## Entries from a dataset
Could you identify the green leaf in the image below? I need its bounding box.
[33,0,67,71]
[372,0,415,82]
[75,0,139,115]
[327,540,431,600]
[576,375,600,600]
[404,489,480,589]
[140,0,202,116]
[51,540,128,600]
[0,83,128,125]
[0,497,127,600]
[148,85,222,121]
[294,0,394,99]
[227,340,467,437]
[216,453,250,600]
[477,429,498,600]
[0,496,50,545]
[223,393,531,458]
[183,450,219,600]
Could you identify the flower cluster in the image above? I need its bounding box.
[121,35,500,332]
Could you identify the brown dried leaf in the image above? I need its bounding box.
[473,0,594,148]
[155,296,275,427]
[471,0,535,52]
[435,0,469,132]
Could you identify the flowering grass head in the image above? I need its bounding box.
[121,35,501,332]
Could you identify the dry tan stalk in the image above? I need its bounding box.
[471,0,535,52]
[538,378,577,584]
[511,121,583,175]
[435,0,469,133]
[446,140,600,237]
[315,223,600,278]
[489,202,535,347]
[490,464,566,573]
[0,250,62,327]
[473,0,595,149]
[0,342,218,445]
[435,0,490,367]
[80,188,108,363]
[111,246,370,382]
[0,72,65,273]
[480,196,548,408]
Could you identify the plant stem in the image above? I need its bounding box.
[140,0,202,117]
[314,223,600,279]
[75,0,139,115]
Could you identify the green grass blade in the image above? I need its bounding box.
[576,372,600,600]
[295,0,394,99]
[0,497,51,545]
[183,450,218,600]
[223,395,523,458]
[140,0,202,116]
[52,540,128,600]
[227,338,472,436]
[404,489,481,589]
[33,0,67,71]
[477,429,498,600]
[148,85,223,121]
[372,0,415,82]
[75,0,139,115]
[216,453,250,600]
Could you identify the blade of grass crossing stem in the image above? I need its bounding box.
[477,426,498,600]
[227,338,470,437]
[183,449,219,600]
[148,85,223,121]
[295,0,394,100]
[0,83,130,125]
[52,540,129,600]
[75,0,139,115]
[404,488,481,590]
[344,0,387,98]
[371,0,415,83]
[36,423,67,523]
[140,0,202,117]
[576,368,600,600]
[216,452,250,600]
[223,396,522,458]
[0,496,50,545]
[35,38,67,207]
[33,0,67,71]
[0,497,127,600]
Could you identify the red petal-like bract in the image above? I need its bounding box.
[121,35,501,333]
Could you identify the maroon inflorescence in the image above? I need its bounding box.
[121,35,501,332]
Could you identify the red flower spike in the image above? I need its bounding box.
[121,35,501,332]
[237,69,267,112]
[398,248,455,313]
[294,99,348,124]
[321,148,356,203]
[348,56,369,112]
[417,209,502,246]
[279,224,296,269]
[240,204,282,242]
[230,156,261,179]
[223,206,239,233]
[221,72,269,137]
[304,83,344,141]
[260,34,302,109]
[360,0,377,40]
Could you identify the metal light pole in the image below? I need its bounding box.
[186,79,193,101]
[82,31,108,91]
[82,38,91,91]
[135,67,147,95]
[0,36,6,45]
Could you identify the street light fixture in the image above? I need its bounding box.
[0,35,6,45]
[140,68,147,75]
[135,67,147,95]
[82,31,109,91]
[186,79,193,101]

## WORK TO BE COMPLETED
Rewrite the entries above, swapping every "bounding box" for "enclosing rectangle" and leaving everything else as it is.

## ANSWER TO THE EXERCISE
Could you identify the green leaf in the image below? I need its enclosing rectangle.
[33,0,67,71]
[372,0,415,82]
[75,0,139,115]
[327,540,431,600]
[576,375,600,600]
[404,489,480,589]
[140,0,202,116]
[51,540,128,600]
[0,83,128,125]
[0,497,127,600]
[148,85,222,121]
[294,0,394,99]
[227,340,467,437]
[216,453,250,600]
[477,429,498,600]
[0,496,50,545]
[223,393,531,458]
[183,450,219,600]
Could you identify the flower cluster in the image above? I need its enclosing rectangle.
[121,35,500,332]
Could you identify the brown dried leaf in the image above? I need its enclosing rectangle.
[473,0,594,148]
[155,296,275,427]
[471,0,535,52]
[435,0,469,132]
Could you identify the flowering grass head in the image above? I need its enclosing rectangle.
[121,35,501,332]
Could you identify the dry tan stalk in the image above? I need its enclosing rectangle.
[471,0,535,52]
[538,378,577,584]
[511,121,583,175]
[435,0,469,133]
[446,140,600,237]
[315,223,600,278]
[489,202,535,347]
[490,464,566,573]
[0,250,62,327]
[473,0,595,149]
[0,342,218,445]
[435,0,490,367]
[80,188,108,363]
[111,246,370,382]
[0,72,65,273]
[480,196,548,408]
Could you identify the plant stem in the image above? I need its enclosing rectangle.
[140,0,202,117]
[314,223,600,279]
[75,0,139,115]
Could you identify the green grass blade in the image above? I need its enclosing rectangle.
[576,372,600,600]
[295,0,394,99]
[0,497,51,545]
[183,450,218,600]
[223,395,523,458]
[140,0,202,116]
[52,540,128,600]
[227,338,472,436]
[404,489,481,589]
[33,0,67,71]
[477,429,498,600]
[148,85,223,121]
[372,0,415,82]
[75,0,139,115]
[216,453,250,600]
Could you identify the blade of grass crossing stem in the image above? I need its enclosing rectangle.
[477,426,498,600]
[227,338,470,437]
[183,449,219,600]
[148,85,223,121]
[295,0,394,100]
[0,83,130,125]
[52,540,129,600]
[75,0,139,115]
[404,488,481,590]
[344,0,387,98]
[371,0,415,83]
[36,423,67,523]
[140,0,202,117]
[576,368,600,600]
[216,452,250,600]
[223,396,522,458]
[0,496,50,545]
[35,38,67,207]
[33,0,67,71]
[0,497,127,600]
Could you identify the red petal-like bract in the image above? I need its enclosing rectangle.
[121,35,501,333]
Could you identify the maroon inflorescence in the image above? I need its enclosing rectangle.
[121,35,501,332]
Could you identify the red flower spike in the image above? I need its enclosing rectangle.
[121,35,501,332]
[237,69,267,112]
[398,248,455,313]
[294,99,348,124]
[321,148,356,203]
[348,56,369,112]
[417,209,502,246]
[279,224,296,269]
[240,204,282,242]
[230,156,261,179]
[223,206,239,233]
[221,72,269,137]
[304,83,344,141]
[260,34,302,109]
[360,0,377,40]
Could you identify the metal light pole in the image below? I need its enclosing rectangle.
[186,79,193,101]
[82,31,108,91]
[82,38,91,91]
[135,67,147,95]
[0,36,6,45]
Could you identify the street light fixture in the image above? I need its enclosing rectangle.
[0,35,6,45]
[140,68,147,75]
[135,67,147,95]
[82,31,109,91]
[186,79,193,101]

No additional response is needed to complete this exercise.